**Zu bearbeitendes Material:**
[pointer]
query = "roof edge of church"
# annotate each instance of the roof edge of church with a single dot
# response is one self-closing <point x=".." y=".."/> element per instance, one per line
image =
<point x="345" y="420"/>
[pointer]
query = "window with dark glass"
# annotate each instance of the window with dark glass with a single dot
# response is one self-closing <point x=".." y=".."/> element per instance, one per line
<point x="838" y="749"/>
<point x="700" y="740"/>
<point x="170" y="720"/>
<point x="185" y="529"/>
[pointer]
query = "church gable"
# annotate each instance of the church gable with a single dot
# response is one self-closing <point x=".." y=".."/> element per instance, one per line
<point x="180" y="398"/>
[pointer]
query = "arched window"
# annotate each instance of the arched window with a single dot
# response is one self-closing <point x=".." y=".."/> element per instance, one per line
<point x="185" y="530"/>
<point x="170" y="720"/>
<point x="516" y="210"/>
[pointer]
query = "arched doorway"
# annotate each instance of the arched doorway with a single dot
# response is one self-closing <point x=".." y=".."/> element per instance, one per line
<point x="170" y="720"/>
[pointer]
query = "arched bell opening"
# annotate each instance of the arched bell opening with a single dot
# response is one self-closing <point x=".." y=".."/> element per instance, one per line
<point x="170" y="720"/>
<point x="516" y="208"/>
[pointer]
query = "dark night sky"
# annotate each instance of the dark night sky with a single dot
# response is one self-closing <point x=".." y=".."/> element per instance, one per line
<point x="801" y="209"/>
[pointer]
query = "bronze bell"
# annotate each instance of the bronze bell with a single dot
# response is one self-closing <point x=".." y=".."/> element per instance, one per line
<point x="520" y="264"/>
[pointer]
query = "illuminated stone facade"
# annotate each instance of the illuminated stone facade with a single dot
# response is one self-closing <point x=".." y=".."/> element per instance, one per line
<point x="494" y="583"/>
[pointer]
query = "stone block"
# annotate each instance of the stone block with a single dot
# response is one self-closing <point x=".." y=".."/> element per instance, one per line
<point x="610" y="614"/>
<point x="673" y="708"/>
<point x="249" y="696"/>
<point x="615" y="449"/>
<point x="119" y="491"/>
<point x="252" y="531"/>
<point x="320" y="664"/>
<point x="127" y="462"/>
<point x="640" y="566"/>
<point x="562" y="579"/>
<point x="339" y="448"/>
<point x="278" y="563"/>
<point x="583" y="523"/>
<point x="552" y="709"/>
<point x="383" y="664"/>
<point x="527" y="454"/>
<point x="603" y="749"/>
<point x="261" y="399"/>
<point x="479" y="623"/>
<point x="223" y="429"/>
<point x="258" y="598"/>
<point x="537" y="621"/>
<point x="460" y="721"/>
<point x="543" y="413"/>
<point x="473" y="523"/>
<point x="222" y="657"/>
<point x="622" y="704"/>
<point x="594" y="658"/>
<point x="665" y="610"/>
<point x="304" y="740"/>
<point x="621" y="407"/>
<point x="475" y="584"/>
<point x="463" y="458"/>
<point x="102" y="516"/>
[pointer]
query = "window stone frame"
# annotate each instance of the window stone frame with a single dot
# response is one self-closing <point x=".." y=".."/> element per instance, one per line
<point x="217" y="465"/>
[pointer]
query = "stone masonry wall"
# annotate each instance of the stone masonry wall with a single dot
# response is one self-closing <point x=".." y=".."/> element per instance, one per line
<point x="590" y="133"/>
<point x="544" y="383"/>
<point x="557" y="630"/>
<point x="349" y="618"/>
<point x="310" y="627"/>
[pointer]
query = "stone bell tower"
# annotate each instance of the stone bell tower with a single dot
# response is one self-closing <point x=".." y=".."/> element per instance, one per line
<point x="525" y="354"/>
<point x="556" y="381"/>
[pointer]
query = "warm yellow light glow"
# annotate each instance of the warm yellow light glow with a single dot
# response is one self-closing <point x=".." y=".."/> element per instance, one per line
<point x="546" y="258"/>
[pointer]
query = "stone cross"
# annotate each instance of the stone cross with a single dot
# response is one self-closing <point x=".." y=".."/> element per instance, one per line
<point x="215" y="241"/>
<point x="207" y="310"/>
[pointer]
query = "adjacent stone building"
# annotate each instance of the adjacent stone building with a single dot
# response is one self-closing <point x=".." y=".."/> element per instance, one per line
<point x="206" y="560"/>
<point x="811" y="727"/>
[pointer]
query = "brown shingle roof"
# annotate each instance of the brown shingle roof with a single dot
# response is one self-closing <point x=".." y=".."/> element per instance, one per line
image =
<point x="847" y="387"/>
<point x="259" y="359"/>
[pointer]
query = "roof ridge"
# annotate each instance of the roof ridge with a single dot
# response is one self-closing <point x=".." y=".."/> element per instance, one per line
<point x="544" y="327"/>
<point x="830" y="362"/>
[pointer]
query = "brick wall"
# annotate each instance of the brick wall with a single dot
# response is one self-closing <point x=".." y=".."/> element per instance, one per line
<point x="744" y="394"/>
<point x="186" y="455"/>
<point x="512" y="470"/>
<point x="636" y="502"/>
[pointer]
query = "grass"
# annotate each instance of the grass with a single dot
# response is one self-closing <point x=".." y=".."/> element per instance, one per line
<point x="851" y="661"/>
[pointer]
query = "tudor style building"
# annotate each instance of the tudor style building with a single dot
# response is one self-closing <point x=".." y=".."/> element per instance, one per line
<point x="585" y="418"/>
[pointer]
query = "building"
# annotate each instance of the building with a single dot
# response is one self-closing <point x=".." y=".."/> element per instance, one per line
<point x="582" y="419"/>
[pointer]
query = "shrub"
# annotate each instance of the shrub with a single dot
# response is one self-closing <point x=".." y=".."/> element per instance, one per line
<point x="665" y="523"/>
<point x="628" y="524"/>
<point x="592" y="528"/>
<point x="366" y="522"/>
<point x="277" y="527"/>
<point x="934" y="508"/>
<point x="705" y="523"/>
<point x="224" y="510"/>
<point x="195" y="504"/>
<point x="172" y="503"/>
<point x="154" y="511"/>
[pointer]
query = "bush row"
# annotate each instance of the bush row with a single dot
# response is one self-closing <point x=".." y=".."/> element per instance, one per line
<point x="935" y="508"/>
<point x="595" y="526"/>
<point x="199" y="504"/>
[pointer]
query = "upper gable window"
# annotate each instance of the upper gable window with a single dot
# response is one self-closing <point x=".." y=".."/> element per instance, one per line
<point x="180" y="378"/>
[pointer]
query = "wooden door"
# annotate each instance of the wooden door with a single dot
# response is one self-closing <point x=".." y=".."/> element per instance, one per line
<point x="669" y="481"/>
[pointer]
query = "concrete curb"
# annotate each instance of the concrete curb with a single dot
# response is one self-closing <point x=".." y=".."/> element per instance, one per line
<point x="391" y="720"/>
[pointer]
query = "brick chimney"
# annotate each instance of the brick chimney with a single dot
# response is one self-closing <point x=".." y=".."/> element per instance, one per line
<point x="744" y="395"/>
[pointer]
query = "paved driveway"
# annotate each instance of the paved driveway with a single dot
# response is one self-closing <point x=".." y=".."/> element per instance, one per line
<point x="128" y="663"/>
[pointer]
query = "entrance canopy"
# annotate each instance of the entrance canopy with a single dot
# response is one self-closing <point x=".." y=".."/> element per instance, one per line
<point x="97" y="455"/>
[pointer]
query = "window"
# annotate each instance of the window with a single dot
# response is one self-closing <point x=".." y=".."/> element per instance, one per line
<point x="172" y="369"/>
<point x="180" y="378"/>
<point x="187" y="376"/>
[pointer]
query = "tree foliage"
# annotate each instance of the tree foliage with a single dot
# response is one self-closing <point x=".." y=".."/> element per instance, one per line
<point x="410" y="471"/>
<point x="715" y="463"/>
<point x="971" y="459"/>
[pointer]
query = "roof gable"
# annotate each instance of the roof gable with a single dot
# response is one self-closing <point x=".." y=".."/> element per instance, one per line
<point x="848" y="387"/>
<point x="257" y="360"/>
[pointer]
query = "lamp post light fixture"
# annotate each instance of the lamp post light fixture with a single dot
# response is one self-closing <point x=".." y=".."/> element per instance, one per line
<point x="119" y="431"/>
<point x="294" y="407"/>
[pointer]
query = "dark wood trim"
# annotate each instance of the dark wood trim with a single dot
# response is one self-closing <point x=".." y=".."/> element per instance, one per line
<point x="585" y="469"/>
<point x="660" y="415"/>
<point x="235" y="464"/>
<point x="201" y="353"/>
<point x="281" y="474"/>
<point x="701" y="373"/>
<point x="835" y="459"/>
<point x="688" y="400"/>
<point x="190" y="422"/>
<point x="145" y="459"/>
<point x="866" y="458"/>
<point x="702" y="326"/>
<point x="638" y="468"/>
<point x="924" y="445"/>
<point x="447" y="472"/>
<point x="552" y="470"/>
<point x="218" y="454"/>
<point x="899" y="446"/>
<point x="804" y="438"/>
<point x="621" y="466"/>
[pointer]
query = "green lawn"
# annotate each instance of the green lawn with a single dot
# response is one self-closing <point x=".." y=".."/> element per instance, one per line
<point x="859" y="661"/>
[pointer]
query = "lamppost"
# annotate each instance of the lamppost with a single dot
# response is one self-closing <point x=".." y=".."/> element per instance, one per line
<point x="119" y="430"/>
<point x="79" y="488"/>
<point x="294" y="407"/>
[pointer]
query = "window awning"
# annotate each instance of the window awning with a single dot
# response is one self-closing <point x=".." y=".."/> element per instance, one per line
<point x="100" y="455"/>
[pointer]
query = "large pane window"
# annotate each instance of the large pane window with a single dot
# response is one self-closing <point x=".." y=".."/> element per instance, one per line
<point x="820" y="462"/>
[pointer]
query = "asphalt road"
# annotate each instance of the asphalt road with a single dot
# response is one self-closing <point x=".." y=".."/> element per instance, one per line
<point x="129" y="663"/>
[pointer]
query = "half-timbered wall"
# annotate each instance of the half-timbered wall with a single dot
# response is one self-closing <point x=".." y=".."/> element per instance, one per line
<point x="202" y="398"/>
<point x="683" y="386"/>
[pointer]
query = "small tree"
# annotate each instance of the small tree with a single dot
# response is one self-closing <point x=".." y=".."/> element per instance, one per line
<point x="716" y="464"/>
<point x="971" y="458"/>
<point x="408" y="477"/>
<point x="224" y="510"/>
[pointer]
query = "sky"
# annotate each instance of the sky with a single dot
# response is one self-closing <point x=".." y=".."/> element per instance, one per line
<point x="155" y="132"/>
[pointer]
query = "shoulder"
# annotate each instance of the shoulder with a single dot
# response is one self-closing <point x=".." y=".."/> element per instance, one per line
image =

**Schriftliche Aufgabe:** Zieh bitte alle Zeilen aus dem Material oben heraus, in denen das Wort „green“ vorkommt.

**Antwort:**
query = "green lawn"
# annotate each instance of the green lawn with a single dot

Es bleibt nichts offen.